***** STUDY TEXT

It may sound a little dramatic, but invasive aliens have been taking hold at the Montrose Basin LNR for some years now.
Though extraterrestrial life hasn't been discovered on the East coast of Scotland, terrestrial invasive species are prolific here.
I am of course referring to the invasive non-native plant species giant hogweed and Himalayan balsam. Many non-native plants were introduced to the UK during the 19th Century for ornamental purposes. Having these exotic species in your garden was a huge status symbol; sadly little was known of their nature and how the plants would react in a new environment. Of the introduced invasive plants now well established in the UK, giant hogweed and Himalayan balsam are the problem species on the Montrose Basin Local Nature Reserve.
Typically reaching 3-5 metres in height, giant hogweed is the Goliath of invasive plant species. Divided and sharply pointed leaves can grow to over a metre wide, while the hollow stem reaches at least 10 centimetres in diameter. The plant will only flower once in its lifetime when it has reached a certain size and gathered enough resources to seed successfully, but it can suppress flowering for up to 12 years, making it very tolerant to grazing. When it does flower, many small white flowers are grouped together in clusters known as 'umbels'. These umbels form at the top of the plant resembling an umbrella.
Due to its scale and unusual appearance, it is clear why this plant was once desired in gardens as an exotic import from South-West Asia; acting as an expression of wealth, but this impressive plant has a more sinister dimension. It is covered in bristles which release a sap when broken or touched that causes a harmful reaction known as phototoxicity when in contact with human skin. This means 15-20 hours after contact, skin can blister and a rash may develop when exposed to sunlight. Symptoms may persist years after the initial contact. Unfortunately the large, hollow stem appeals to children as a 'pea shooter' or 'telescope' placing them at risk of painful blisters around the mouth and eyes.
Himalayan balsam may not be directly hazardous to human health, but the impact both of these species has on the environment affects us all. Released in 1839 from the Western Himalayas, this plant can grow to three metres tall with a pink slipper-shaped flower in June. Though this is a very attractive plant it is bad news for the environment for many reasons.
Both Himalayan balsam and giant hogweed are very successful invasive species. Part of this success is down to the amount of seeds they can produce. Each giant hogweed plant can release between 10,000 and 20,000 seeds in its lifetime, though this will only happen once. Each Himalayan balsam plant can produce 700 seeds each year in exploding seed-pods which can disperse up to seven metres. Both plants' seeds are easily transported along watercourses. Our native plants are out-competed, leading to monoculture which impedes biodiversity.
Giant hogweed leaves begin to grow early in the season which gives this plant the edge at its most vulnerable stage; beyond this the scale of the plant means other native species are unable to survive as they are shaded out by the large umbels and leaves towering overhead. When the plant dies after it has reached flowering age, the ground is left bare which can lead to erosion on riverbanks. Himalayan balsam has shallow roots that cope well with poor soil conditions. It grows in dense stands, suppressing all native flora. Again erosion is a concern as once the plant has died off in the Autumn, river banks are left exposed.
When one species can out-compete others in this way, biodiversity is threatened. Since the impact on our wildlife is such a concern, legislation is in place in the form of the Wildlife and Natural Environment (Scotland) Act 2012, making it an offence to release non-native species into the wild - whether intentional or not.
Where non-native species are already established, we should all see it as our responsibility to help control and eradicate them. At the Montrose Basin LNR, the area affected by Himalayan balsam and giant hogweed is where the river joins the basin. The seed travels downstream from dispersal further up the catchment making the area particularly vulnerable. Scottish Wildlife Trust is working with other members of the River South Esk catchment to address the problem with the whole catchment in mind. However, this huge task requires a lot of manpower.

**********

# [TASKS TO PERFORM]
1. According to the article on invasive plants at Montrose Basin, why is the area where the river joins the basin especially vulnerable to these plants? Answer in one to three sentences.
2. Answer these questions from the article on invasive plants at Montrose Basin.
(a) What height does giant hogweed typically reach?
(b) In what year was Himalayan balsam released?
(c) Which law makes it an offence to release non-native species into the wild?

***** SUPPLIED DATA

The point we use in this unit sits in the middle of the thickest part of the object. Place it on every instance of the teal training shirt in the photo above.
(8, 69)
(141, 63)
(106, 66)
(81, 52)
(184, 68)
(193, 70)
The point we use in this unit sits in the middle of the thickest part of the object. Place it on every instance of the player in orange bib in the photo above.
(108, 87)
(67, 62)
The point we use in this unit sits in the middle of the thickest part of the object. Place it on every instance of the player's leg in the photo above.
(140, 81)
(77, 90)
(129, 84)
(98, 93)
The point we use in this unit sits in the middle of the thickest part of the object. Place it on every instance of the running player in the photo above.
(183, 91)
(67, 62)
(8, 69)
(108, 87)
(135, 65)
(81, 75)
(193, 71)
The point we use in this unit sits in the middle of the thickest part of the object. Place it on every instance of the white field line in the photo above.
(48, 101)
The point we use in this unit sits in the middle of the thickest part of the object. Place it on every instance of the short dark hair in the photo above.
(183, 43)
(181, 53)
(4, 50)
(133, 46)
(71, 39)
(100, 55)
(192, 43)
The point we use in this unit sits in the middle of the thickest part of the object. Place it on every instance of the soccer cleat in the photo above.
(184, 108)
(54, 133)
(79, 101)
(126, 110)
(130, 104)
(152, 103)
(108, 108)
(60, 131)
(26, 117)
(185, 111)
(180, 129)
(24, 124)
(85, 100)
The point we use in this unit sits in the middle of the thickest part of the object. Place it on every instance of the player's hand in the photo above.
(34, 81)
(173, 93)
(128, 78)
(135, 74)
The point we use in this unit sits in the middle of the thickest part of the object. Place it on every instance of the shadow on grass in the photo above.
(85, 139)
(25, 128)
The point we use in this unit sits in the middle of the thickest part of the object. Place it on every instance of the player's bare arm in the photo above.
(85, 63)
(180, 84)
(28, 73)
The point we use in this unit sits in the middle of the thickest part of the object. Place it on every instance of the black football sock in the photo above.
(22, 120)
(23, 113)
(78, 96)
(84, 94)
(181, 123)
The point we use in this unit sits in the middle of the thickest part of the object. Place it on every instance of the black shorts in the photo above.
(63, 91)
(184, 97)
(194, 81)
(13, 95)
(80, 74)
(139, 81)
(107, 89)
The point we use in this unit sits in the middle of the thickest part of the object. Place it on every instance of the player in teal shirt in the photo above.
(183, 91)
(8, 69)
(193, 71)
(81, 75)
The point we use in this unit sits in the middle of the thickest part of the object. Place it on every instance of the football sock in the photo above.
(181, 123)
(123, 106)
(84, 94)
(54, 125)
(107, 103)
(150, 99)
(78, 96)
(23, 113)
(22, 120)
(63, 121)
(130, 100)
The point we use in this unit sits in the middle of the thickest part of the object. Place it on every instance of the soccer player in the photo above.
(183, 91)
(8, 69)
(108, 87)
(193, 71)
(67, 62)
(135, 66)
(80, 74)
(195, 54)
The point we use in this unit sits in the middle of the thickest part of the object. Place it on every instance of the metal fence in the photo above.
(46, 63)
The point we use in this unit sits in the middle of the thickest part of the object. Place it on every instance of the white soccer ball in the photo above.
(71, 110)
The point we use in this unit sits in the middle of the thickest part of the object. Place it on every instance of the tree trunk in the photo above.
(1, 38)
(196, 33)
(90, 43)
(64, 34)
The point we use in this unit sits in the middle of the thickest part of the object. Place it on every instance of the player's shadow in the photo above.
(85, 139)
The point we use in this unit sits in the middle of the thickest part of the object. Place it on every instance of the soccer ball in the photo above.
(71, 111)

**********

# [ANSWERS TO THIS EXERCISE]
1. Seeds are dispersed further up the catchment and carried downstream. As a result, they reach the area where the river joins the basin, which makes that area particularly vulnerable.

2.
(a) 3 to 5 meters
(b) 1839
(c) The Wildlife and Natural Environment (Scotland) Act 2012